*Short problem*.
Please rewrite the material below with every "all instances" changed to "every instance" and everything else left as it is. Leave the pictures out of your answer.

*Information given*.

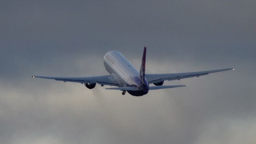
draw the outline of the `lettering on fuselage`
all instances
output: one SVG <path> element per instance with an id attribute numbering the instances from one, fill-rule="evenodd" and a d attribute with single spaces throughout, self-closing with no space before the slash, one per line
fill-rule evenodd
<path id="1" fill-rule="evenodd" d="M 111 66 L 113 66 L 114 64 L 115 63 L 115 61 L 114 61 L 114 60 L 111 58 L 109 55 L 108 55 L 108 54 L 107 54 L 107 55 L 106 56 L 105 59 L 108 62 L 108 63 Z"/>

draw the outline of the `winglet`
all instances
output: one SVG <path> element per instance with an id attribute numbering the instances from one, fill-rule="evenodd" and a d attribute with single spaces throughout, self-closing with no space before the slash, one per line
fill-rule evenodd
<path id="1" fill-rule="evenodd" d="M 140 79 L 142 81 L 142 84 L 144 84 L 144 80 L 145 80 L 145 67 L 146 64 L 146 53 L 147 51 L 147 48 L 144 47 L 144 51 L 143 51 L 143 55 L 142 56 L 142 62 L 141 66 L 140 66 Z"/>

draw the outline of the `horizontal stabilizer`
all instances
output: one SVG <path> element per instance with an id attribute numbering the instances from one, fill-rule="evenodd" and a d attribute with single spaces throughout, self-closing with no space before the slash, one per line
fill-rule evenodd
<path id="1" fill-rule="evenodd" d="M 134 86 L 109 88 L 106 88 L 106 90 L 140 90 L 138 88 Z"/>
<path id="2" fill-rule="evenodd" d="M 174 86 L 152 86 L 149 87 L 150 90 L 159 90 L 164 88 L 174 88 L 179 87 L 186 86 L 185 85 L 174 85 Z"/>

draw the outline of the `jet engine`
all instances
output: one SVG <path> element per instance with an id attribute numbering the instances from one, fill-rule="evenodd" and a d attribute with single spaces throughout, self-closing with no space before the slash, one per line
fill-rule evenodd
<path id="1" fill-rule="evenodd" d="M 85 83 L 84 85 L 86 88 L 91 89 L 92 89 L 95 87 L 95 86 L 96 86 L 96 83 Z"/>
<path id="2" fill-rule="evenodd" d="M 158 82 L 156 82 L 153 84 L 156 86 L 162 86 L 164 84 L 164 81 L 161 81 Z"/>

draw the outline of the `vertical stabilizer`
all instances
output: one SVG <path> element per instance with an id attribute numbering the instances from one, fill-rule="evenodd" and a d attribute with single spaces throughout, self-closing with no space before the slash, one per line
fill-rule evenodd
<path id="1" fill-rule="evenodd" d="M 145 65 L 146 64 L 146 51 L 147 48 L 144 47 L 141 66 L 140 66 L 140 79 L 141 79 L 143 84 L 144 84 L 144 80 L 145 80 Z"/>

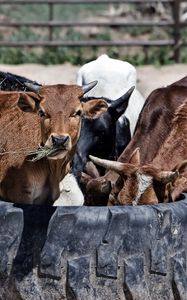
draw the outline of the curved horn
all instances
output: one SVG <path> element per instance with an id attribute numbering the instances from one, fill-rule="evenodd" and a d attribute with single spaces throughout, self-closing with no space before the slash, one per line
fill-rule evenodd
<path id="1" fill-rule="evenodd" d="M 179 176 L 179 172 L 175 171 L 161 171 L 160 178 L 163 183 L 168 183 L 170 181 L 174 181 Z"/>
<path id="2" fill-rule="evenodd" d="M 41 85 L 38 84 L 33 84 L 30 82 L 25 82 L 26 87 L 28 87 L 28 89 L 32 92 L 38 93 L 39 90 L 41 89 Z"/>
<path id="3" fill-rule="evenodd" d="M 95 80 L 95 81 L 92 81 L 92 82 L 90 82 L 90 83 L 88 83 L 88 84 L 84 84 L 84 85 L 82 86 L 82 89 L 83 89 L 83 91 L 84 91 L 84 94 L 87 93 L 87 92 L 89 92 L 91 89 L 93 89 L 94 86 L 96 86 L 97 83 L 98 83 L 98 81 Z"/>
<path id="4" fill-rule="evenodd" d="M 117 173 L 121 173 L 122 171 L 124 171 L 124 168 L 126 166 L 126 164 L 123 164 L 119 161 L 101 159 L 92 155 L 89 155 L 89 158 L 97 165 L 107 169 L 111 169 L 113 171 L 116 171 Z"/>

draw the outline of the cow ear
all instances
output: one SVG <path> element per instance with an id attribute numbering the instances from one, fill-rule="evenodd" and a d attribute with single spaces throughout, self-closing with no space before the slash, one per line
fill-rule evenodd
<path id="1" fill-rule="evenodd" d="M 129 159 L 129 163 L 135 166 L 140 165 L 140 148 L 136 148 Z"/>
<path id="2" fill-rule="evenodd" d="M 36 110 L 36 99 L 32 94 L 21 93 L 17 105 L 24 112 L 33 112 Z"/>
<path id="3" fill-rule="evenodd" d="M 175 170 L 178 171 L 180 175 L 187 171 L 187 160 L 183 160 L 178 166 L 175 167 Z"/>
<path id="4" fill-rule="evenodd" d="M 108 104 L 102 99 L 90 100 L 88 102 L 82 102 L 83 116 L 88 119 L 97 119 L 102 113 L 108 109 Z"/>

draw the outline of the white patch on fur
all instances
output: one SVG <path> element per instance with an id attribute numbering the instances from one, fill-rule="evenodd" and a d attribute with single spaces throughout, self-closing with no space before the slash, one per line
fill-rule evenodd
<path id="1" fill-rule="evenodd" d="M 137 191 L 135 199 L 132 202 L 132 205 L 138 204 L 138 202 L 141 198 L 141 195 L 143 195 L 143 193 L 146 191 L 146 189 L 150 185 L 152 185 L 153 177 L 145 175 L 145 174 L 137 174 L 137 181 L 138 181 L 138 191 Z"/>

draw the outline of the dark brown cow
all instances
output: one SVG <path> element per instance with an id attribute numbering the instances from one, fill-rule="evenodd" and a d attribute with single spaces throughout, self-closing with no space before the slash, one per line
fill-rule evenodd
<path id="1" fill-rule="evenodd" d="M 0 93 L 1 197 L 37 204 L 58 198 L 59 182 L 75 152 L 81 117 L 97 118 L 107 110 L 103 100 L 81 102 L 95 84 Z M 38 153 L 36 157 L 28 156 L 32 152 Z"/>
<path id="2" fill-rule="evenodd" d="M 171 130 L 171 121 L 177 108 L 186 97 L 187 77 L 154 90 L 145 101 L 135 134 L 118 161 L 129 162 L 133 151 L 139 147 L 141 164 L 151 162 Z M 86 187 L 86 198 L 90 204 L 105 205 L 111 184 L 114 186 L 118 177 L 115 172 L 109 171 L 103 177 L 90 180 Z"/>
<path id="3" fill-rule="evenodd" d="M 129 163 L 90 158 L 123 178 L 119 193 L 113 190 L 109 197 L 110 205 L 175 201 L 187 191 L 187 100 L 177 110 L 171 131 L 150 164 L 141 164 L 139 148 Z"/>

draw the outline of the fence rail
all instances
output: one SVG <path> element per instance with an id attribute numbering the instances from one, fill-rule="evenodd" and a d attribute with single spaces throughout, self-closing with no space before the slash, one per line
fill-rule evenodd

*Solution for this task*.
draw the outline of the `lettering on fuselage`
every instance
output: one SVG <path> element per instance with an id attribute numbering the instances from one, fill-rule="evenodd" and a d attribute with single spaces throughout, self-closing with no space before the slash, one per line
fill-rule evenodd
<path id="1" fill-rule="evenodd" d="M 111 66 L 113 66 L 114 64 L 115 63 L 115 61 L 114 61 L 114 60 L 111 58 L 109 55 L 108 55 L 108 54 L 107 54 L 107 55 L 106 56 L 105 59 L 108 62 L 108 63 Z"/>

draw the outline of the `winglet`
every instance
output: one SVG <path> element per instance with an id attribute numbering the instances from one, fill-rule="evenodd" and a d attribute with single spaces throughout, self-closing with no space before the slash, one per line
fill-rule evenodd
<path id="1" fill-rule="evenodd" d="M 140 79 L 142 81 L 142 84 L 144 84 L 144 80 L 145 80 L 145 67 L 146 64 L 146 53 L 147 51 L 147 48 L 144 47 L 144 51 L 143 51 L 143 55 L 142 56 L 142 62 L 141 66 L 140 66 Z"/>

draw the outline of the `horizontal stabilizer`
every instance
output: one SVG <path> element per instance with an id attribute numbering the instances from one, fill-rule="evenodd" and a d attribute with single spaces throughout, self-closing with no space before the slash, one per line
fill-rule evenodd
<path id="1" fill-rule="evenodd" d="M 134 86 L 109 88 L 106 88 L 106 90 L 140 90 L 138 88 Z"/>
<path id="2" fill-rule="evenodd" d="M 174 86 L 152 86 L 149 87 L 150 90 L 159 90 L 164 88 L 174 88 L 179 87 L 186 86 L 185 85 L 174 85 Z"/>

draw the outline of the `jet engine`
every instance
output: one SVG <path> element per instance with an id attribute numbering the instances from one, fill-rule="evenodd" and a d attribute with single spaces throughout, self-closing with no space before the slash, one per line
fill-rule evenodd
<path id="1" fill-rule="evenodd" d="M 85 83 L 84 85 L 86 88 L 91 89 L 92 89 L 95 87 L 95 86 L 96 86 L 96 83 Z"/>
<path id="2" fill-rule="evenodd" d="M 158 82 L 156 82 L 153 84 L 156 86 L 162 86 L 164 84 L 164 81 L 161 81 Z"/>

draw the outline of the `vertical stabilizer`
every instance
output: one SVG <path> element per instance with an id attribute numbering the instances from one, fill-rule="evenodd" and a d attribute with single spaces throughout, self-closing with no space before the slash, one per line
fill-rule evenodd
<path id="1" fill-rule="evenodd" d="M 145 65 L 146 64 L 146 51 L 147 48 L 144 47 L 141 66 L 140 66 L 140 79 L 141 79 L 143 84 L 144 84 L 144 80 L 145 80 Z"/>

draw the outline of the curved horn
every instance
output: one SVG <path> element per instance with an id attribute numbering the instances from one, fill-rule="evenodd" and a d attribute with single spaces throughout, self-closing with no space before the slash, one per line
fill-rule evenodd
<path id="1" fill-rule="evenodd" d="M 179 176 L 179 172 L 175 171 L 161 171 L 160 178 L 163 183 L 168 183 L 170 181 L 174 181 Z"/>
<path id="2" fill-rule="evenodd" d="M 41 85 L 38 84 L 33 84 L 30 82 L 25 82 L 26 87 L 28 87 L 28 89 L 32 92 L 38 93 L 39 90 L 41 89 Z"/>
<path id="3" fill-rule="evenodd" d="M 95 80 L 95 81 L 92 81 L 92 82 L 90 82 L 90 83 L 88 83 L 88 84 L 84 84 L 84 85 L 82 86 L 82 89 L 83 89 L 83 91 L 84 91 L 84 94 L 87 93 L 87 92 L 89 92 L 91 89 L 93 89 L 94 86 L 96 86 L 97 83 L 98 83 L 98 81 Z"/>
<path id="4" fill-rule="evenodd" d="M 117 173 L 121 173 L 122 171 L 124 171 L 124 168 L 126 166 L 126 164 L 123 164 L 119 161 L 101 159 L 92 155 L 89 155 L 89 158 L 97 165 L 107 169 L 111 169 L 113 171 L 116 171 Z"/>

draw the outline of the cow ear
every instance
output: one SVG <path> element per instance with an id attribute numbering the instances from one, fill-rule="evenodd" and a d attribute with single spaces throughout, self-closing with no space before the slash, one per line
fill-rule evenodd
<path id="1" fill-rule="evenodd" d="M 129 159 L 129 163 L 135 166 L 140 165 L 140 148 L 136 148 Z"/>
<path id="2" fill-rule="evenodd" d="M 36 110 L 36 99 L 32 94 L 21 93 L 17 105 L 24 112 L 33 112 Z"/>
<path id="3" fill-rule="evenodd" d="M 175 170 L 178 171 L 180 175 L 187 171 L 187 160 L 183 160 L 178 166 L 175 167 Z"/>
<path id="4" fill-rule="evenodd" d="M 108 104 L 102 99 L 90 100 L 88 102 L 82 102 L 83 116 L 88 119 L 97 119 L 102 113 L 108 109 Z"/>

draw the outline of the white patch on fur
every instance
output: one SVG <path> element per instance with an id attribute numbering the instances from one, fill-rule="evenodd" and a d attribute with single spaces throughout, self-closing with no space before the slash, one per line
fill-rule evenodd
<path id="1" fill-rule="evenodd" d="M 137 191 L 135 199 L 132 202 L 132 205 L 138 204 L 138 202 L 141 198 L 141 195 L 143 195 L 143 193 L 146 191 L 146 189 L 150 185 L 152 185 L 153 177 L 145 175 L 145 174 L 137 174 L 137 181 L 138 181 L 138 191 Z"/>

draw the outline of the dark brown cow
every instance
output: one SVG <path> element per instance with an id attribute numbering the instances from one, fill-rule="evenodd" and a d attribute with single spaces throughout, self-closing with no space before the slash, one per line
fill-rule evenodd
<path id="1" fill-rule="evenodd" d="M 0 93 L 1 197 L 37 204 L 58 198 L 59 182 L 75 152 L 81 117 L 97 118 L 107 110 L 103 100 L 81 102 L 95 84 Z M 38 153 L 36 157 L 28 156 L 32 152 Z"/>
<path id="2" fill-rule="evenodd" d="M 171 130 L 171 121 L 177 108 L 186 97 L 187 77 L 154 90 L 145 101 L 135 134 L 118 161 L 129 162 L 133 151 L 139 147 L 141 164 L 151 162 Z M 86 187 L 86 198 L 90 204 L 105 205 L 111 184 L 114 186 L 118 177 L 115 172 L 109 171 L 103 177 L 90 180 Z"/>
<path id="3" fill-rule="evenodd" d="M 129 163 L 90 158 L 123 178 L 119 193 L 113 190 L 109 197 L 110 205 L 175 201 L 187 191 L 187 100 L 177 110 L 171 131 L 150 164 L 141 164 L 139 148 Z"/>

draw the outline of the fence rail
every instance
output: one SVG <path> element per instance with an id attribute numbering the instances from one, fill-rule="evenodd" and a d attribute with single spaces throughout, self-closing with no space before the slash, one per line
fill-rule evenodd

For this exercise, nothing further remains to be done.